Segment Start: RECORDS SUPPLIED
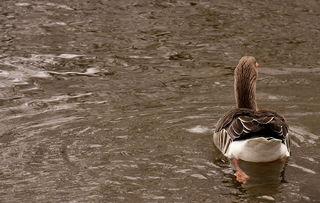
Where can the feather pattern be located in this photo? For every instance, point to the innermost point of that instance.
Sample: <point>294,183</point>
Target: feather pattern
<point>248,133</point>
<point>242,124</point>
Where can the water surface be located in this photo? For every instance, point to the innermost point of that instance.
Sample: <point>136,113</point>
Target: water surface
<point>115,101</point>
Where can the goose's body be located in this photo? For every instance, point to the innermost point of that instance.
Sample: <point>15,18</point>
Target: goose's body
<point>254,136</point>
<point>247,133</point>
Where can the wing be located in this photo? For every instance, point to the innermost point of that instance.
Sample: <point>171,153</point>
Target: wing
<point>240,124</point>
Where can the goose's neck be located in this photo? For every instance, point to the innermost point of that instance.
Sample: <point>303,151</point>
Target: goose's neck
<point>245,89</point>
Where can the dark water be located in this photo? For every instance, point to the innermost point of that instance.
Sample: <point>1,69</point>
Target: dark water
<point>115,101</point>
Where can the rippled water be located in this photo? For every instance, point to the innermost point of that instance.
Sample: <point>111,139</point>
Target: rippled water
<point>115,101</point>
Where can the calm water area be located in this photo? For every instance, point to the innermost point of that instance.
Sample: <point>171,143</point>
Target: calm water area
<point>116,100</point>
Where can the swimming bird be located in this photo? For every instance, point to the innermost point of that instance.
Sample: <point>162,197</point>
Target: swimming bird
<point>246,133</point>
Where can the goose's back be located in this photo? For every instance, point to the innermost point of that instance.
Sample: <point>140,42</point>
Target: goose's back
<point>242,124</point>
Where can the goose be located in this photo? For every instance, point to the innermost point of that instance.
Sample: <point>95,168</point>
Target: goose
<point>247,133</point>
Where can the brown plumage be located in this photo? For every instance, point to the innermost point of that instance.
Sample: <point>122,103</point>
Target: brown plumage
<point>246,132</point>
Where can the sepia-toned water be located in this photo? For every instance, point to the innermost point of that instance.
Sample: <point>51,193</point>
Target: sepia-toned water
<point>116,100</point>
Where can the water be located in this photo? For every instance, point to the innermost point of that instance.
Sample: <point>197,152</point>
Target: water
<point>115,101</point>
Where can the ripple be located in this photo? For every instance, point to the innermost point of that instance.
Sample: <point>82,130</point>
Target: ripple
<point>198,129</point>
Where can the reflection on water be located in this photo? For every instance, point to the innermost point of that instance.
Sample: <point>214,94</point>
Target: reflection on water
<point>115,101</point>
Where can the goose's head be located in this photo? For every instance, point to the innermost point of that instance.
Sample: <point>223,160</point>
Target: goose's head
<point>245,76</point>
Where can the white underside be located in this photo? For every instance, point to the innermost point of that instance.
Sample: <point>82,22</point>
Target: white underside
<point>257,150</point>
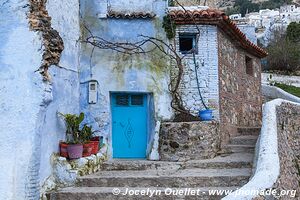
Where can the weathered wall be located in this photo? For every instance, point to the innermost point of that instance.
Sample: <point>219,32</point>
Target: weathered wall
<point>30,130</point>
<point>249,31</point>
<point>65,80</point>
<point>189,140</point>
<point>288,118</point>
<point>240,93</point>
<point>119,72</point>
<point>210,3</point>
<point>207,62</point>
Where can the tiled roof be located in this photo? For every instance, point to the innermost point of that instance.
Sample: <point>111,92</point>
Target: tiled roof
<point>121,15</point>
<point>217,17</point>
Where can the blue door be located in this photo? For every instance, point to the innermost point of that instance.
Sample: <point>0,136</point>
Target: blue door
<point>129,127</point>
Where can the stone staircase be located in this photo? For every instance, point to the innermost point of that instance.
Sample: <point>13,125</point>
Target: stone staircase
<point>225,172</point>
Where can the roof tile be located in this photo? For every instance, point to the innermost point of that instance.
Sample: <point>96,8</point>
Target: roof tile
<point>216,17</point>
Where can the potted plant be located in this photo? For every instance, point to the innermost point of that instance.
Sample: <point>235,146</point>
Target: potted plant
<point>74,140</point>
<point>206,115</point>
<point>86,134</point>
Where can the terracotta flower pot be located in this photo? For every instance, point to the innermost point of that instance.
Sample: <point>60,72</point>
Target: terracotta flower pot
<point>87,149</point>
<point>95,148</point>
<point>75,151</point>
<point>63,151</point>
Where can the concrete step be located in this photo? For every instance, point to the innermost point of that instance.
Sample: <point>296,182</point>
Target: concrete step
<point>234,148</point>
<point>168,178</point>
<point>249,130</point>
<point>236,160</point>
<point>98,193</point>
<point>244,140</point>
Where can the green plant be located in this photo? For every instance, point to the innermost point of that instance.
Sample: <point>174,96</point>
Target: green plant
<point>86,133</point>
<point>169,26</point>
<point>73,122</point>
<point>289,88</point>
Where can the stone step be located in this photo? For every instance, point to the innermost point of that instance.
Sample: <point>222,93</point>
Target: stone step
<point>236,160</point>
<point>168,178</point>
<point>97,193</point>
<point>234,148</point>
<point>249,130</point>
<point>244,140</point>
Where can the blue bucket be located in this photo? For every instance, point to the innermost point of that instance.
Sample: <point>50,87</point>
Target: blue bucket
<point>205,115</point>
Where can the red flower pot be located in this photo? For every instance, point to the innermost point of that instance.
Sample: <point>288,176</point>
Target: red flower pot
<point>96,138</point>
<point>95,145</point>
<point>75,151</point>
<point>63,151</point>
<point>87,149</point>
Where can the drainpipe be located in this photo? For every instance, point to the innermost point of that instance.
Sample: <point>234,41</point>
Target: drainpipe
<point>32,183</point>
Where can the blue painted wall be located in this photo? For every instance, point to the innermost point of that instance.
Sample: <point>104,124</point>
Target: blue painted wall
<point>119,72</point>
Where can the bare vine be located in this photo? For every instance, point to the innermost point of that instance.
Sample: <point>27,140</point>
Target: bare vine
<point>139,47</point>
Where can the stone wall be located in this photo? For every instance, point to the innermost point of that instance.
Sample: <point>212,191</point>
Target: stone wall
<point>207,61</point>
<point>189,140</point>
<point>240,93</point>
<point>288,126</point>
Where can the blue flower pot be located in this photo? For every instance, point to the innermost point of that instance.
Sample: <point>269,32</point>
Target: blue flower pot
<point>205,115</point>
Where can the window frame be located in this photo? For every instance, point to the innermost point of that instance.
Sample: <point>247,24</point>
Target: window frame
<point>192,36</point>
<point>249,65</point>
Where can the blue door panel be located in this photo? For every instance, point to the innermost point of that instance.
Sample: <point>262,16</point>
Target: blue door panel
<point>129,127</point>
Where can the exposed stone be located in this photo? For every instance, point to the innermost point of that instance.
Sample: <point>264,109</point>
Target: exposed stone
<point>189,140</point>
<point>40,21</point>
<point>240,93</point>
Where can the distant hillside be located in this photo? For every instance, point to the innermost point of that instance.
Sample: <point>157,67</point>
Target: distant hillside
<point>224,4</point>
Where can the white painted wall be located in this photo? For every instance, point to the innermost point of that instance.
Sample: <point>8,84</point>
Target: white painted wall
<point>29,128</point>
<point>267,167</point>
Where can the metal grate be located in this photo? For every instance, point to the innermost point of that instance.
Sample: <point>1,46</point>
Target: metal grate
<point>122,100</point>
<point>137,100</point>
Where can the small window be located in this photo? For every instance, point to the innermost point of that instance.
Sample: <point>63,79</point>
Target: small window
<point>249,65</point>
<point>122,100</point>
<point>137,100</point>
<point>186,43</point>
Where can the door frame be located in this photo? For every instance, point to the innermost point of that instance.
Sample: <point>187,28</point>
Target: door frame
<point>149,96</point>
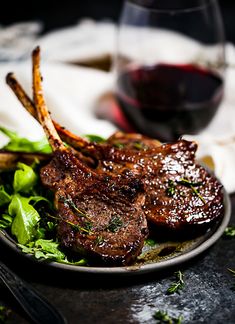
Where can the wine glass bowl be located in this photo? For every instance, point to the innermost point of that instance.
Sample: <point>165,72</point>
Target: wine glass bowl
<point>169,66</point>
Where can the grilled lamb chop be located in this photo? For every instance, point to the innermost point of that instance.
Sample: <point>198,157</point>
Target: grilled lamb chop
<point>99,215</point>
<point>179,193</point>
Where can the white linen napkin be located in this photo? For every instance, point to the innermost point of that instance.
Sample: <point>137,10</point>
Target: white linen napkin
<point>72,93</point>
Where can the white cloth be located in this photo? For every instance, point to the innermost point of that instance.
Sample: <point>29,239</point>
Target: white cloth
<point>72,92</point>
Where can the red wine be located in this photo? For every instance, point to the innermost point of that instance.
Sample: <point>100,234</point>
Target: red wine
<point>167,101</point>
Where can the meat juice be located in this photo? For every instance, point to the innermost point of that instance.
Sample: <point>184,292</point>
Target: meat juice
<point>166,101</point>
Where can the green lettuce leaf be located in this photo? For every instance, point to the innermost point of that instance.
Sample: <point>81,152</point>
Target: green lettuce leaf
<point>24,179</point>
<point>21,144</point>
<point>25,221</point>
<point>5,198</point>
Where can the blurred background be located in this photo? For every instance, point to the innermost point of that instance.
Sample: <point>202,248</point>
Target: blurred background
<point>59,13</point>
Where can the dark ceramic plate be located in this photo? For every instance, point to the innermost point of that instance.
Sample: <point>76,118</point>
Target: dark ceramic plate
<point>159,256</point>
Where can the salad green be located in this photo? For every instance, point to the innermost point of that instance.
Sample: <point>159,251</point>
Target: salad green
<point>26,211</point>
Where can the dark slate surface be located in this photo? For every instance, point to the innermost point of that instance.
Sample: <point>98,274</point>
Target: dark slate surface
<point>206,298</point>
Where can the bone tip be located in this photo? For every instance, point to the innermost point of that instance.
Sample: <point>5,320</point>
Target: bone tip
<point>36,51</point>
<point>10,79</point>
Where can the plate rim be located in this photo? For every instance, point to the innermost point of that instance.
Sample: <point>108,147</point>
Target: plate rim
<point>132,269</point>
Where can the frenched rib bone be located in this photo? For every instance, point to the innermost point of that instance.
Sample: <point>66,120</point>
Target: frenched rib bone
<point>179,194</point>
<point>100,216</point>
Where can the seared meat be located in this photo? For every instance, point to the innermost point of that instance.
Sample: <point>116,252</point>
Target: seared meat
<point>179,194</point>
<point>99,215</point>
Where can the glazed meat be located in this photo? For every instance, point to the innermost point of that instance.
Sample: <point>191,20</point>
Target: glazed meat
<point>100,216</point>
<point>179,194</point>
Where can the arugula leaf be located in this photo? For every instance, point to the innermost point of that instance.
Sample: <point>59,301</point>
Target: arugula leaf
<point>21,144</point>
<point>48,249</point>
<point>44,249</point>
<point>5,198</point>
<point>95,138</point>
<point>24,179</point>
<point>26,219</point>
<point>163,317</point>
<point>229,232</point>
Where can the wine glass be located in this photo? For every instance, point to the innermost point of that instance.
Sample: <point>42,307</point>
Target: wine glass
<point>169,66</point>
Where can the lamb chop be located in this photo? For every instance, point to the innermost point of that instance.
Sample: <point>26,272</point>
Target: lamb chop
<point>100,216</point>
<point>179,193</point>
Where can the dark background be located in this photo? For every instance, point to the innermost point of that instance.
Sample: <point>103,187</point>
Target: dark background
<point>58,13</point>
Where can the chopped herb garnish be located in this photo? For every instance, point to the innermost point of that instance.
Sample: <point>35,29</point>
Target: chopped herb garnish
<point>119,145</point>
<point>171,189</point>
<point>95,138</point>
<point>178,285</point>
<point>229,232</point>
<point>114,224</point>
<point>85,229</point>
<point>163,317</point>
<point>71,204</point>
<point>192,185</point>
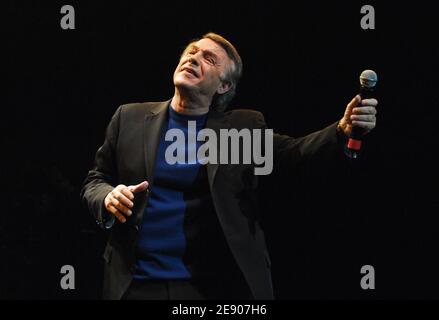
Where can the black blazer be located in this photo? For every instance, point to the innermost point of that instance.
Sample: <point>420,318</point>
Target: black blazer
<point>127,157</point>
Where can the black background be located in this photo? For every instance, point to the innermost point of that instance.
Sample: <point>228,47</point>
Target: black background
<point>301,66</point>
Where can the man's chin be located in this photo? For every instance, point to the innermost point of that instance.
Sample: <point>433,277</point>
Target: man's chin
<point>186,86</point>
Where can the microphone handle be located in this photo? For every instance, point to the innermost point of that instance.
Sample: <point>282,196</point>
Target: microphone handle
<point>353,146</point>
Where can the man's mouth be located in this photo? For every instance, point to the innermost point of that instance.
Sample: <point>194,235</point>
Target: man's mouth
<point>191,71</point>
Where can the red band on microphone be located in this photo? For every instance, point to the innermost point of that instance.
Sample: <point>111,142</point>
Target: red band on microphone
<point>354,144</point>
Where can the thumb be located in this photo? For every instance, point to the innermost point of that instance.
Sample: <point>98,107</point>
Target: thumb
<point>139,187</point>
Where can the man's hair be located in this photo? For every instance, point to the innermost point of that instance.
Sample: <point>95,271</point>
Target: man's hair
<point>221,101</point>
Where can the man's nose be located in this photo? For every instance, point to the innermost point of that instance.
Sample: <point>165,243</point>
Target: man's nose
<point>193,59</point>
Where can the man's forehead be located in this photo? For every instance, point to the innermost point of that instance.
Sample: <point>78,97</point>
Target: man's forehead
<point>210,45</point>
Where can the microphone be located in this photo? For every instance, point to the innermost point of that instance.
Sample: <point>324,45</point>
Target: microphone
<point>368,80</point>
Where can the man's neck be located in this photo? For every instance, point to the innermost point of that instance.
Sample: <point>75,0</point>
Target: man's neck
<point>187,105</point>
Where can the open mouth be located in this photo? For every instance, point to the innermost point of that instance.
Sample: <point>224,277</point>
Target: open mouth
<point>191,71</point>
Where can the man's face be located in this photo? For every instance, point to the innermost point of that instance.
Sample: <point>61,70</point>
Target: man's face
<point>201,67</point>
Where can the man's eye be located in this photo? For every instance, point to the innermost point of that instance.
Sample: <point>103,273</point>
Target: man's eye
<point>211,60</point>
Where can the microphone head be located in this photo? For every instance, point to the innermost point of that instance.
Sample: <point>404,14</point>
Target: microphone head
<point>368,79</point>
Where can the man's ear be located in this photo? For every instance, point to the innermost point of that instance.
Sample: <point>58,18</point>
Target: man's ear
<point>224,87</point>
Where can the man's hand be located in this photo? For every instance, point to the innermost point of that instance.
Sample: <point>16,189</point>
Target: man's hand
<point>120,201</point>
<point>359,113</point>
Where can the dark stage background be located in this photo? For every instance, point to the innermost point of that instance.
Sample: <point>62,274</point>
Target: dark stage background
<point>301,66</point>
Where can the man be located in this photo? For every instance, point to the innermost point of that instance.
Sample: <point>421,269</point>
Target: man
<point>191,231</point>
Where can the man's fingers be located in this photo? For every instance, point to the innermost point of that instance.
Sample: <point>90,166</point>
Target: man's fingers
<point>363,124</point>
<point>139,187</point>
<point>369,102</point>
<point>119,206</point>
<point>122,198</point>
<point>117,214</point>
<point>364,110</point>
<point>363,117</point>
<point>354,102</point>
<point>127,193</point>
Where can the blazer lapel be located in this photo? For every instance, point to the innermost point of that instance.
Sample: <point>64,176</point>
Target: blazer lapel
<point>215,121</point>
<point>153,124</point>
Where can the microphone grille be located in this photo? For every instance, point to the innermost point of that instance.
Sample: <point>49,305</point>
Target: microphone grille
<point>368,78</point>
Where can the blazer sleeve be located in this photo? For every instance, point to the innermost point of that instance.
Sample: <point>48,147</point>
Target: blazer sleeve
<point>288,152</point>
<point>103,177</point>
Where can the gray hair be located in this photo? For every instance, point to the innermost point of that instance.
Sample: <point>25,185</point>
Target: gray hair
<point>221,101</point>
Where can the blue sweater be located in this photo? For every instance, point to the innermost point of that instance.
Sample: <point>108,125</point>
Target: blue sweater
<point>162,239</point>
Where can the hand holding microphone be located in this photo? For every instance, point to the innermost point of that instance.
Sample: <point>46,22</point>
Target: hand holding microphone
<point>360,114</point>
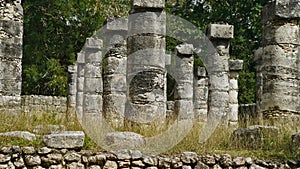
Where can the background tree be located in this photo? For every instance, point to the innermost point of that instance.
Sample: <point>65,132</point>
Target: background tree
<point>55,30</point>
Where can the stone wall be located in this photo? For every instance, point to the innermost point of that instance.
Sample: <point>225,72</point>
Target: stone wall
<point>44,157</point>
<point>11,41</point>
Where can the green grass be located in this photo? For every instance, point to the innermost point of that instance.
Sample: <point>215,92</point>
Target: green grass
<point>278,148</point>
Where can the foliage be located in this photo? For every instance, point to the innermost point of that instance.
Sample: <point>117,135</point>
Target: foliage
<point>244,15</point>
<point>54,31</point>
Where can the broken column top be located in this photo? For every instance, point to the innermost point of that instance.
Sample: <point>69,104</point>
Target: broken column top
<point>142,4</point>
<point>116,24</point>
<point>184,49</point>
<point>288,9</point>
<point>236,64</point>
<point>220,31</point>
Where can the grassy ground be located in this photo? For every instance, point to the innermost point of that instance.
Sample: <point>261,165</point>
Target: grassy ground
<point>278,148</point>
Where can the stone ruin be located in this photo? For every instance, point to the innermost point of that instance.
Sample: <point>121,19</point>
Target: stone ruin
<point>104,80</point>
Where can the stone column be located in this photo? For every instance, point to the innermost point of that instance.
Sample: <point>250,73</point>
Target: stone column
<point>11,41</point>
<point>219,35</point>
<point>93,85</point>
<point>184,107</point>
<point>235,66</point>
<point>114,74</point>
<point>201,95</point>
<point>72,69</point>
<point>279,57</point>
<point>146,73</point>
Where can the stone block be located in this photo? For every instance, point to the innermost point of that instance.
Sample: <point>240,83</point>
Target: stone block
<point>296,141</point>
<point>287,9</point>
<point>116,24</point>
<point>184,90</point>
<point>218,31</point>
<point>93,71</point>
<point>114,109</point>
<point>93,43</point>
<point>141,42</point>
<point>184,109</point>
<point>201,72</point>
<point>233,112</point>
<point>147,23</point>
<point>146,58</point>
<point>219,81</point>
<point>236,64</point>
<point>93,85</point>
<point>115,65</point>
<point>93,57</point>
<point>92,102</point>
<point>66,139</point>
<point>124,140</point>
<point>284,34</point>
<point>114,83</point>
<point>145,113</point>
<point>184,49</point>
<point>136,4</point>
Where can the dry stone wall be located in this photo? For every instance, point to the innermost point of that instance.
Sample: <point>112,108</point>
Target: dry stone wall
<point>45,157</point>
<point>11,41</point>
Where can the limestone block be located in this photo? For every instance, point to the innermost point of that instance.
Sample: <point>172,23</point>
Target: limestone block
<point>233,96</point>
<point>184,69</point>
<point>236,64</point>
<point>114,109</point>
<point>66,139</point>
<point>219,82</point>
<point>114,83</point>
<point>19,134</point>
<point>136,4</point>
<point>296,141</point>
<point>80,57</point>
<point>185,49</point>
<point>287,33</point>
<point>184,90</point>
<point>281,9</point>
<point>93,43</point>
<point>201,72</point>
<point>93,57</point>
<point>115,65</point>
<point>93,71</point>
<point>116,24</point>
<point>93,85</point>
<point>233,112</point>
<point>220,31</point>
<point>92,102</point>
<point>124,140</point>
<point>145,113</point>
<point>147,23</point>
<point>233,84</point>
<point>79,99</point>
<point>184,109</point>
<point>146,57</point>
<point>140,42</point>
<point>219,99</point>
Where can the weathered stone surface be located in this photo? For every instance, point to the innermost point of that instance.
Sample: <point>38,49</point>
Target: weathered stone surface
<point>136,4</point>
<point>19,134</point>
<point>296,141</point>
<point>220,31</point>
<point>47,129</point>
<point>147,23</point>
<point>124,140</point>
<point>236,64</point>
<point>67,139</point>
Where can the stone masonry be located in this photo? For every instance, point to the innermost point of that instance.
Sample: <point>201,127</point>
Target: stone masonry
<point>11,41</point>
<point>278,61</point>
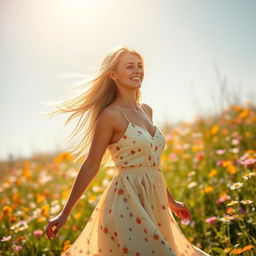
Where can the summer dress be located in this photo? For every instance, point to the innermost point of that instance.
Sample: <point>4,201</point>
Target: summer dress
<point>132,216</point>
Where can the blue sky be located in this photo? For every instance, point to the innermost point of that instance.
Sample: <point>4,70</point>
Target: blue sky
<point>46,46</point>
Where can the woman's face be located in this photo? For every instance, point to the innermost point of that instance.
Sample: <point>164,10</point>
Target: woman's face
<point>130,72</point>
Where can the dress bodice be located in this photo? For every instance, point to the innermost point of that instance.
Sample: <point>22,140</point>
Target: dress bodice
<point>137,147</point>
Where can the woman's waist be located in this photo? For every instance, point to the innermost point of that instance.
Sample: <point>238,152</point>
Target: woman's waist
<point>126,169</point>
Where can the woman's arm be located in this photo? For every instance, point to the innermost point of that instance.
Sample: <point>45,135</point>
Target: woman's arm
<point>171,200</point>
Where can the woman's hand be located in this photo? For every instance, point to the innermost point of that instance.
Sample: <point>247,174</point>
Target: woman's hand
<point>180,210</point>
<point>54,224</point>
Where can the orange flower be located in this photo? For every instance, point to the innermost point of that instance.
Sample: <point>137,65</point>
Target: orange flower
<point>214,129</point>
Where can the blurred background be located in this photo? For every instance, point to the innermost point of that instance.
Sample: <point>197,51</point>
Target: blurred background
<point>195,53</point>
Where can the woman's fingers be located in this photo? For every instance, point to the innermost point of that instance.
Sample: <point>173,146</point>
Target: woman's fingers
<point>51,229</point>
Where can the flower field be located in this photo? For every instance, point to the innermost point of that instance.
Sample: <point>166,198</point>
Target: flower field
<point>210,164</point>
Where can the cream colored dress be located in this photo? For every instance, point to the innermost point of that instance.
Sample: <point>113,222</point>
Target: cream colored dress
<point>132,216</point>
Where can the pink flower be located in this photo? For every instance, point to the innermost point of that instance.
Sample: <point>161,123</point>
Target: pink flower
<point>17,248</point>
<point>38,233</point>
<point>219,162</point>
<point>185,221</point>
<point>211,220</point>
<point>220,151</point>
<point>6,238</point>
<point>222,199</point>
<point>249,163</point>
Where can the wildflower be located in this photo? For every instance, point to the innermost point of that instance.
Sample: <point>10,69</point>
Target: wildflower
<point>192,184</point>
<point>208,189</point>
<point>6,238</point>
<point>214,129</point>
<point>249,163</point>
<point>248,201</point>
<point>19,226</point>
<point>229,210</point>
<point>242,211</point>
<point>185,221</point>
<point>38,233</point>
<point>236,185</point>
<point>226,218</point>
<point>247,175</point>
<point>17,248</point>
<point>220,151</point>
<point>219,162</point>
<point>247,248</point>
<point>211,220</point>
<point>212,173</point>
<point>232,203</point>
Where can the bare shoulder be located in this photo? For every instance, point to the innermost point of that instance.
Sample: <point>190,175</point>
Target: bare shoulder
<point>148,109</point>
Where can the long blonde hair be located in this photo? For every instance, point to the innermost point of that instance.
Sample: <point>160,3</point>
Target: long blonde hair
<point>89,104</point>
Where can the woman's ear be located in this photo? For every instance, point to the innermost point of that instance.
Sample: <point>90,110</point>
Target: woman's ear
<point>111,75</point>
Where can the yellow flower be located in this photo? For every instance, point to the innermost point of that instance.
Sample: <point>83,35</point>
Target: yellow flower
<point>212,173</point>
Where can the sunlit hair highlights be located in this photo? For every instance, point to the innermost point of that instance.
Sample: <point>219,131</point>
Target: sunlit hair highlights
<point>88,104</point>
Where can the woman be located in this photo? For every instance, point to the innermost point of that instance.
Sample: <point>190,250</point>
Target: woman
<point>134,213</point>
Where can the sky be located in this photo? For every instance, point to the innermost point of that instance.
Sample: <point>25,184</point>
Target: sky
<point>189,49</point>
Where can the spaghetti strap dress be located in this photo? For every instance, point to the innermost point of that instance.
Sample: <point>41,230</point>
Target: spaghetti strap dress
<point>132,216</point>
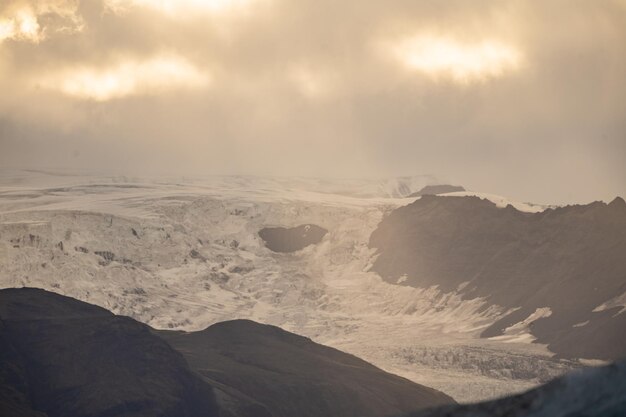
Segment End: RECORDS SUPPLIED
### WORK ORDER
In the entries above, the lines between the one holding "Sample: <point>49,305</point>" and the one holding "Sample: <point>25,185</point>", inclusive, are to be printed exactly as written, and those alone.

### OUTPUT
Sample: <point>49,305</point>
Target: microphone grille
<point>368,78</point>
Where can the blazer sleeve be located in this photo? For every instance, point to the innermost point of that instance.
Sample: <point>48,147</point>
Target: blazer sleeve
<point>288,152</point>
<point>103,177</point>
Where can the gray hair be located in this photo? For every instance, point to the innermost point of that instance.
Sample: <point>25,185</point>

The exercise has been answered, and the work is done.